TEXTO DADO
################

24  C: Dados em vetores

\(\newcommand\Id[1]{\mbox{\textit{#1}}}\)

Os vetores são estruturas de dados que agrupam coleções de itens, todos com o mesmo tipo. Cada item de um vetor é individualizado por seu índice, que é um valor inteiro. Neste capítulo é abordado como vetores são criados em C e quais as peculiaridades que possuem.

24.1 Declaração de vetores em C

Ao se criar uma coleção de itens como um arranjo (outro nome comum para vetor), é preciso especificar o tipo que cada item deve ter e a quantidade de itens.

int v[100];  // criação de 100 valores do tipo int

Cada item individual pode ser especificado por seu índice, que é um valor inteiro sempre iniciado em zero. Dessa forma, se um vetor v possui \(n\) itens, seu primeiro item é v[0] e seu último, v[\(n-1\)]. Os comandos seguintes ilustram como preencher um vetor v com dados.

################

TAREFAS DO EXERCÍCIO
a. Resuma em duas frases o texto sobre vetores em C.
b. Segundo o texto sobre vetores em C, qual outro nome comum se usa para vetor?
c. Dê continuidade ao texto sobre vetores em C a partir da última frase apresentada.

LINHAS
################

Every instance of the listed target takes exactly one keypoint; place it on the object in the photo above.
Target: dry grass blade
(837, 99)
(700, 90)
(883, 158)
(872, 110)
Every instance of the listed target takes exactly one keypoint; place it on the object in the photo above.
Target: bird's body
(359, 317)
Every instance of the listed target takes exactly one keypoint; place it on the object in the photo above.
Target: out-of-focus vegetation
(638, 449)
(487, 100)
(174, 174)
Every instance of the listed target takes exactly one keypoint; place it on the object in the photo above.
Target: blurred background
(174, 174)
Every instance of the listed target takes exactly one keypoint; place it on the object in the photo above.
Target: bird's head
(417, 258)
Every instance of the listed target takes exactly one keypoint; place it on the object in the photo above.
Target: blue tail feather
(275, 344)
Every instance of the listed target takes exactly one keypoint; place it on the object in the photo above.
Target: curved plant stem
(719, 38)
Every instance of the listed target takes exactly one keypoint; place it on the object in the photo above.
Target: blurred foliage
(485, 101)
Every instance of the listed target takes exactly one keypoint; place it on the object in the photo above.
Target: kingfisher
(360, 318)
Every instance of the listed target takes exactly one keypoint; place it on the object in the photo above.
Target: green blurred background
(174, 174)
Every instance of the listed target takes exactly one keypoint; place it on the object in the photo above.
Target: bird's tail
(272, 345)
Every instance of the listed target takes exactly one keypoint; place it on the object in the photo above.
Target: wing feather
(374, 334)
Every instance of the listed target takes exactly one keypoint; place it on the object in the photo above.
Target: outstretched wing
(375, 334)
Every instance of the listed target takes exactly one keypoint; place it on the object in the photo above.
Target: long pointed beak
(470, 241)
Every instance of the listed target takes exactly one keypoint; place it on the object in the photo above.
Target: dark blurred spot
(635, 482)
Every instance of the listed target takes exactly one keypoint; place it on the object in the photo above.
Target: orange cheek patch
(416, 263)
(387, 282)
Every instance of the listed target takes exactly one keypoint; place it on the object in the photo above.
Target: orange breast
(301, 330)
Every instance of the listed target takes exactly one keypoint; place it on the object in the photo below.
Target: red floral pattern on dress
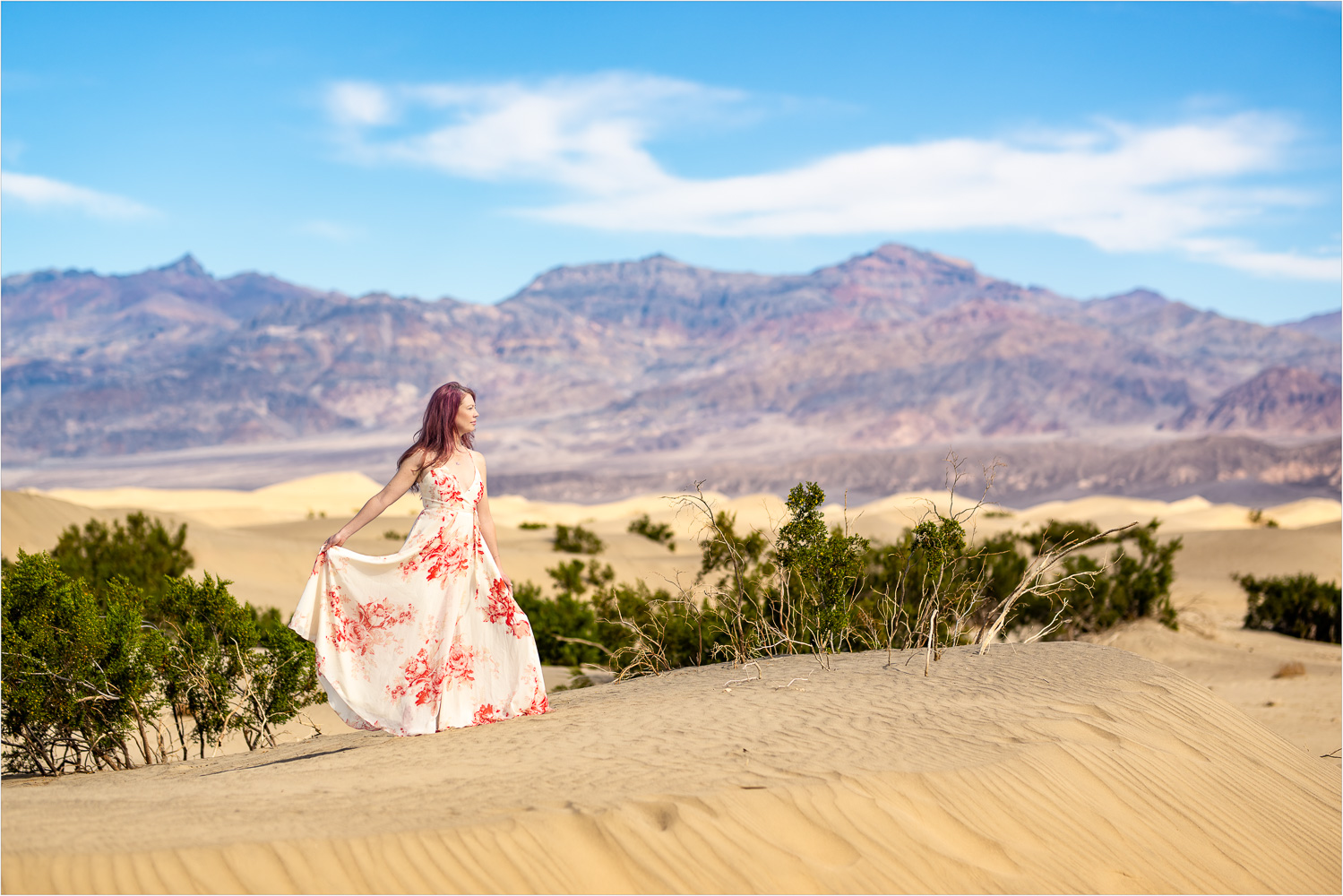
(503, 608)
(419, 659)
(420, 676)
(369, 626)
(449, 487)
(487, 713)
(438, 557)
(540, 704)
(461, 662)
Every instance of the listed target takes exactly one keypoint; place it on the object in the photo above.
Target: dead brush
(1289, 670)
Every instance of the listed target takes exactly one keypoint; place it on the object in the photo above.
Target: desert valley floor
(1149, 761)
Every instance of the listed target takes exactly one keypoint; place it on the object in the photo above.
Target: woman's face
(466, 416)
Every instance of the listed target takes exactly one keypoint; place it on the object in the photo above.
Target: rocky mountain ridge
(646, 359)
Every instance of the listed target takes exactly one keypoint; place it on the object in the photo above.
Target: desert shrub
(931, 589)
(230, 668)
(562, 625)
(659, 532)
(576, 540)
(1132, 583)
(142, 552)
(86, 676)
(821, 564)
(1294, 605)
(651, 632)
(78, 673)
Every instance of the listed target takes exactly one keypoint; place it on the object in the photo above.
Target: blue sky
(460, 150)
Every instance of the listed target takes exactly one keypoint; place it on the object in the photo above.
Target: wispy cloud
(330, 230)
(47, 194)
(1186, 187)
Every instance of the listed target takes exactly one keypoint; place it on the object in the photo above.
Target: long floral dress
(428, 637)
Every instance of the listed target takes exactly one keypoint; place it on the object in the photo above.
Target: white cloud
(330, 230)
(358, 104)
(47, 194)
(1120, 187)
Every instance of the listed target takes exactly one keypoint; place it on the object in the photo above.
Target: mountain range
(598, 379)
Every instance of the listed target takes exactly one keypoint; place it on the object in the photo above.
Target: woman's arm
(486, 520)
(395, 487)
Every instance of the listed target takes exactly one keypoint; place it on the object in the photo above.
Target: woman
(428, 637)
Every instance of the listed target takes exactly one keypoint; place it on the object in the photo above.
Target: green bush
(825, 565)
(576, 540)
(142, 552)
(659, 532)
(567, 616)
(86, 677)
(1294, 605)
(78, 678)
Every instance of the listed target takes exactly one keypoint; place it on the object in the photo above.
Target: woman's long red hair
(438, 430)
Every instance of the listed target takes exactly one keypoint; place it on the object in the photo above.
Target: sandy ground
(1034, 769)
(1042, 767)
(263, 541)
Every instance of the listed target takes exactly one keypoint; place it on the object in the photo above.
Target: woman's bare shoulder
(417, 460)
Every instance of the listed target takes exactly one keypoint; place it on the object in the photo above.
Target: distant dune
(613, 379)
(265, 543)
(1034, 769)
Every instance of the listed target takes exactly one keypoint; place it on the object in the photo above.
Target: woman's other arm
(399, 485)
(486, 519)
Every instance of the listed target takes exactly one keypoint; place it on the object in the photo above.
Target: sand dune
(1041, 769)
(265, 544)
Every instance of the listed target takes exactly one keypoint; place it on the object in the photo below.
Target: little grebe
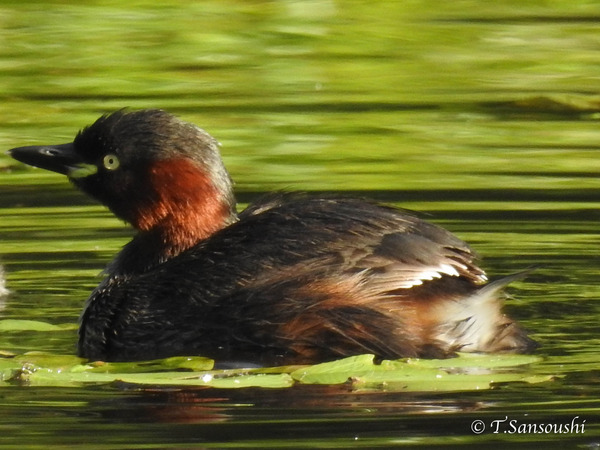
(291, 279)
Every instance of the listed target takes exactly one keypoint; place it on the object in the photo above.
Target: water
(483, 116)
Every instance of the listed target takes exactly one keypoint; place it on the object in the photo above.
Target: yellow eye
(111, 162)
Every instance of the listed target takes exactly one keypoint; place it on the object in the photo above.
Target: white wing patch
(432, 273)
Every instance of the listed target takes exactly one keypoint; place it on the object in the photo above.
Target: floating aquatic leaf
(465, 372)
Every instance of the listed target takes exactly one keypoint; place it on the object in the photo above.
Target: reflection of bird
(293, 278)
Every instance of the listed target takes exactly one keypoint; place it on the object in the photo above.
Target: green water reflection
(482, 115)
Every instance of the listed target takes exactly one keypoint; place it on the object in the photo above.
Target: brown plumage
(292, 279)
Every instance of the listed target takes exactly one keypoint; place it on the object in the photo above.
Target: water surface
(482, 116)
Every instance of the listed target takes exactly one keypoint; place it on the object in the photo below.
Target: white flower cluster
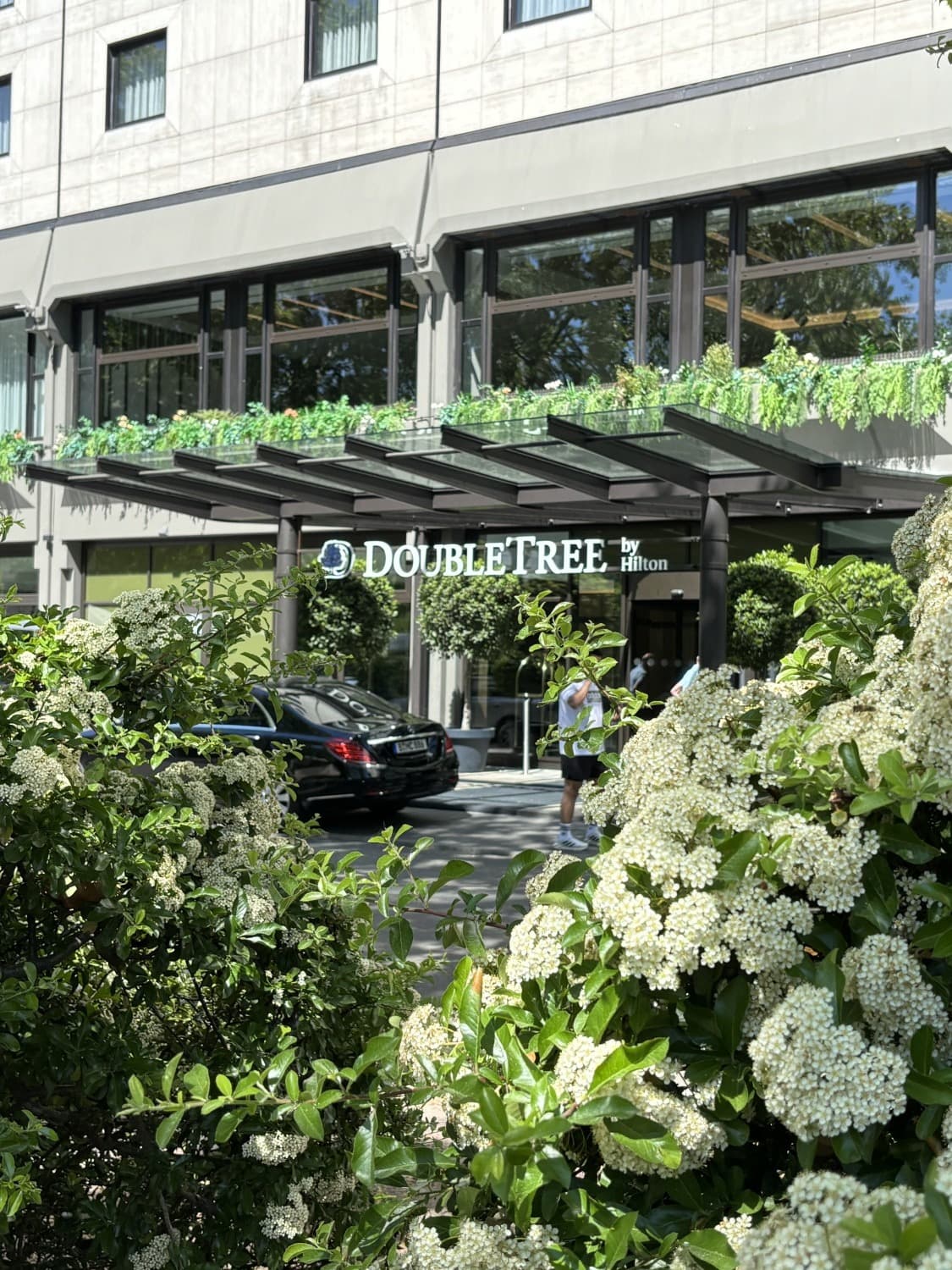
(274, 1148)
(289, 1219)
(37, 776)
(678, 1112)
(820, 1077)
(538, 883)
(885, 977)
(477, 1247)
(144, 619)
(806, 1232)
(154, 1256)
(827, 865)
(536, 942)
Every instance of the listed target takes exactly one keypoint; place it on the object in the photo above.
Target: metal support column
(715, 538)
(286, 610)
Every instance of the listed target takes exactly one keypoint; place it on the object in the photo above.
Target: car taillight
(350, 751)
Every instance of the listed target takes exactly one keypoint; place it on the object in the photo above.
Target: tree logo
(337, 558)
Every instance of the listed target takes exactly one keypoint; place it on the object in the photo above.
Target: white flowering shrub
(159, 921)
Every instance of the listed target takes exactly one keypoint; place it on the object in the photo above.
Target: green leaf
(711, 1249)
(165, 1129)
(169, 1076)
(309, 1120)
(493, 1109)
(730, 1010)
(627, 1058)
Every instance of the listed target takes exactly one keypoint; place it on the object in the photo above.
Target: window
(340, 35)
(565, 309)
(136, 80)
(856, 279)
(286, 343)
(520, 12)
(4, 116)
(23, 357)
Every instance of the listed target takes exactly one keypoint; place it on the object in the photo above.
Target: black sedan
(355, 748)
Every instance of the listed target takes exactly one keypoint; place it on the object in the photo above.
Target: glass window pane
(659, 333)
(139, 81)
(4, 117)
(345, 297)
(659, 256)
(568, 264)
(474, 263)
(256, 317)
(113, 569)
(471, 373)
(827, 224)
(253, 378)
(533, 10)
(155, 324)
(573, 343)
(944, 302)
(14, 367)
(216, 322)
(406, 366)
(715, 320)
(832, 312)
(149, 386)
(409, 305)
(343, 33)
(353, 363)
(718, 246)
(944, 213)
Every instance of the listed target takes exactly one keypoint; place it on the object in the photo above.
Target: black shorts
(581, 767)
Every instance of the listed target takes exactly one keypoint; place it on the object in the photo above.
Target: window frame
(510, 22)
(7, 83)
(236, 350)
(311, 28)
(113, 55)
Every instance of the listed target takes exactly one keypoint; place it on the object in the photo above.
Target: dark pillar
(286, 610)
(715, 538)
(419, 655)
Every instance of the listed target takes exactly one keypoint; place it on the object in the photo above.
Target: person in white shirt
(579, 706)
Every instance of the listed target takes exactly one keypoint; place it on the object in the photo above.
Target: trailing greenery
(779, 394)
(348, 619)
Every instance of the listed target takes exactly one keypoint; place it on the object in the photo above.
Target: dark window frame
(512, 23)
(7, 83)
(114, 53)
(235, 345)
(311, 28)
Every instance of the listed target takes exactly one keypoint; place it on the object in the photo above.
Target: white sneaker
(568, 842)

################

RESPOSTAS
a. Vetores são estruturas de dados que agrupam itens do mesmo tipo, cada um identificado por um índice inteiro. Em C, a declaração de um vetor exige o tipo dos itens e a quantidade deles, e os índices começam em zero, de modo que um vetor de n itens vai de v[0] a v[n-1].

b. Arranjo.

c.
int v[100];
for(int i = 0; i < 100; i++)  // de 0 a 99
    v[i] = i;
Dica

A atenção aos índices é sempre importante, tanto para se ter acesso ao item desejado quanto não ultrapassar os limites do vetor, atribuindo valores a áreas que não pertencem à variável.

É sempre importante lembrar que C não faz verificações de acesso fora dos índices válidos e cabe, portanto, ao programador garantir que esse acesso não aconteça.

Quando um vetor é criado, um bloco de memória contínuo é criado, de forma que, por exemplo, os endereços do bytes de v[i] vêm na sequência de v[i - 1].

Se não houver uma atribuição inicial de valores junto com uma declaração local, os valores contidos no vetor devem ser considerados como não iniciados, ou seja, lixo. Se houver uma declaração global, todos os valores conterão bytes nulos, o que implica em zero para inteiros e reais, \0 para caracteres, NULL para ponteiros, mesmo que o tipo base do vetor seja um registro.

No programa C seguinte, dois vetores de double são criados, um global e outro local. Nenhum deles é explicitamente iniciado com valores.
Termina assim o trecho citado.